═════ Extracted data
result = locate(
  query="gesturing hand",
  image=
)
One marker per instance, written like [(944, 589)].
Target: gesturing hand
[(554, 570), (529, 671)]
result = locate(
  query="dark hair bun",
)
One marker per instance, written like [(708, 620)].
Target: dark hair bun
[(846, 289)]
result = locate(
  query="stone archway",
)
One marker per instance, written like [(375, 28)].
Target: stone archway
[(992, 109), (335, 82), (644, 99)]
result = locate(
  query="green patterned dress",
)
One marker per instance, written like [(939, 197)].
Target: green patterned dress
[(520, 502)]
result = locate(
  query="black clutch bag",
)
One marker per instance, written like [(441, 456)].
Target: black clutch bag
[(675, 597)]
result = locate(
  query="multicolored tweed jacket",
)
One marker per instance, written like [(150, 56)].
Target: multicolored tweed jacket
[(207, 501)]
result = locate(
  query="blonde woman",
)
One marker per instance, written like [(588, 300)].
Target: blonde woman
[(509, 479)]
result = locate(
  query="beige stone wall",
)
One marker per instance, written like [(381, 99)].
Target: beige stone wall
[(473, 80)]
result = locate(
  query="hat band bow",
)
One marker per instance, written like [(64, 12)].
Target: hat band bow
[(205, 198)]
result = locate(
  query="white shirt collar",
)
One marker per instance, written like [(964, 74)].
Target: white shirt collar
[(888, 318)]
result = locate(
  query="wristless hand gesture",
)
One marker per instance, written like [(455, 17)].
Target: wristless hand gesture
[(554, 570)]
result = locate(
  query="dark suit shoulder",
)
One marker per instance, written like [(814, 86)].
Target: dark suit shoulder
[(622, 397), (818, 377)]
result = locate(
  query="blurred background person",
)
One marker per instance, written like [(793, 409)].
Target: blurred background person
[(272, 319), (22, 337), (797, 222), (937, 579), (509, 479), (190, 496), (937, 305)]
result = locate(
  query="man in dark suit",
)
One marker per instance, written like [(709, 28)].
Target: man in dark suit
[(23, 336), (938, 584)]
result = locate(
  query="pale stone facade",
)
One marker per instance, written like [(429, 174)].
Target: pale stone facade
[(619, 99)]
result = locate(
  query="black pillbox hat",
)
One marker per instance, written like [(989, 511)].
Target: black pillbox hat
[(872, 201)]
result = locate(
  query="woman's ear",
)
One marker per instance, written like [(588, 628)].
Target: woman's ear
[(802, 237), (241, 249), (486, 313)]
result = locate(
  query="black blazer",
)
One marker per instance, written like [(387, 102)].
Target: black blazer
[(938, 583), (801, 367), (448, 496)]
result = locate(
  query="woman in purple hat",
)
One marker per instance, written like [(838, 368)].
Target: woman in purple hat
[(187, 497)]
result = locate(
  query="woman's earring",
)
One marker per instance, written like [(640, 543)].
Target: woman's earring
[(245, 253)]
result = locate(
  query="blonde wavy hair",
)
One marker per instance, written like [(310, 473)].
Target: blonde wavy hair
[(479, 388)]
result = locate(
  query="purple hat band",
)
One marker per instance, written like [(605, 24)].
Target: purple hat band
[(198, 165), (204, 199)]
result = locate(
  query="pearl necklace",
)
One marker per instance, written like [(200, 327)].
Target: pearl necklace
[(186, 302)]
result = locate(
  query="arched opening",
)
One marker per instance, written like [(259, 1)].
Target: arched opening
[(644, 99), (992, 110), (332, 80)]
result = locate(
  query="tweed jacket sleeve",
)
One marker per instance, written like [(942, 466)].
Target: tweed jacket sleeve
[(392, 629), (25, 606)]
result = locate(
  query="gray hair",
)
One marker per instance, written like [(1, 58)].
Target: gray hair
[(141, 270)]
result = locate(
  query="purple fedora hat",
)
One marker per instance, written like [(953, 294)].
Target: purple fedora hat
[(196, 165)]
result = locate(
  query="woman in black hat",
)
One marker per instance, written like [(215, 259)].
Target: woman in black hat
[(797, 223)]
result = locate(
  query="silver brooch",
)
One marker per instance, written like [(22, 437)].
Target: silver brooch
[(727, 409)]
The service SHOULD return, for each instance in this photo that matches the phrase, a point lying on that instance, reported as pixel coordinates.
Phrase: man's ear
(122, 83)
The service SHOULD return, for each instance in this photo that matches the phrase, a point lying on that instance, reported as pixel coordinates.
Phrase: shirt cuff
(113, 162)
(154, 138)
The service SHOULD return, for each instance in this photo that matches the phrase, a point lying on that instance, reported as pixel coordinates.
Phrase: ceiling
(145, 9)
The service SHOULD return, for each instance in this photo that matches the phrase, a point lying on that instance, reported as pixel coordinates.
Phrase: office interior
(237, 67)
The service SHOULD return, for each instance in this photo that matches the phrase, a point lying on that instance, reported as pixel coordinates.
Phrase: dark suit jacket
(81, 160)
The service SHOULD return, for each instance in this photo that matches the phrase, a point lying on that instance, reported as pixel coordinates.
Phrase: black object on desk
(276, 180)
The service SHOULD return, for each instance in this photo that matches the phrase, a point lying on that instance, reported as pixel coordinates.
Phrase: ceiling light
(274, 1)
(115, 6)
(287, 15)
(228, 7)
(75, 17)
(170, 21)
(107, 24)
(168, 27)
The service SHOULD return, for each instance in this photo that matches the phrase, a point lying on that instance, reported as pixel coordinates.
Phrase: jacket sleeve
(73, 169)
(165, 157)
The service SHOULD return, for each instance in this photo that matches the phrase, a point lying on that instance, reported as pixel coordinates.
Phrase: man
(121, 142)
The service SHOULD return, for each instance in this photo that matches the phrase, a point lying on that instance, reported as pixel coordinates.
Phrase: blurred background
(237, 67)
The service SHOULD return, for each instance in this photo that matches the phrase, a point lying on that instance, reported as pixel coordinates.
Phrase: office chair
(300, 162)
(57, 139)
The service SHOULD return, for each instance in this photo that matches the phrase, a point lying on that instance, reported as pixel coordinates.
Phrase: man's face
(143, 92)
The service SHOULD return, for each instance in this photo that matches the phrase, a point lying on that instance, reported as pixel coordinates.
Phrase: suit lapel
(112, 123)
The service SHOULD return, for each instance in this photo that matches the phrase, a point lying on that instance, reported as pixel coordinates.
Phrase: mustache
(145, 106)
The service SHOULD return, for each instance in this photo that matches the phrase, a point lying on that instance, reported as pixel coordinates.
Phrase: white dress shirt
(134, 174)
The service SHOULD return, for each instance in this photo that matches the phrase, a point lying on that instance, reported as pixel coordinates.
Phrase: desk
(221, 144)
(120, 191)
══════════
### [The task]
Write down, word for word, the lines above from the one containing "Target: blonde wavy hair" through the one containing "One marker per instance, written like [(953, 294)].", both ends included.

### [Written response]
Target: blonde wavy hair
[(479, 388)]
result = locate(
  query="purple hat band",
)
One marker per instance, written like [(605, 24)].
Target: purple hat band
[(198, 165), (204, 199)]
result = locate(
  query="pearl necklace",
)
One marker per instance, written like [(200, 327)].
Target: pearl necklace
[(186, 302)]
result = locate(
  query="arched opening",
)
One marker per instance, written like [(259, 1)].
Target: arched opening
[(644, 99), (992, 110), (332, 80)]
result = locate(
  query="tweed jacket sleeve",
)
One marker per instance, written like [(942, 466)].
Target: tweed jacket sleeve
[(392, 629), (25, 606)]
result = locate(
  query="gray hair",
)
One marker per instance, written like [(1, 58)].
Target: gray hair
[(141, 270)]
result = locate(
  query="purple fedora hat",
)
One marker per instance, written like [(953, 294)].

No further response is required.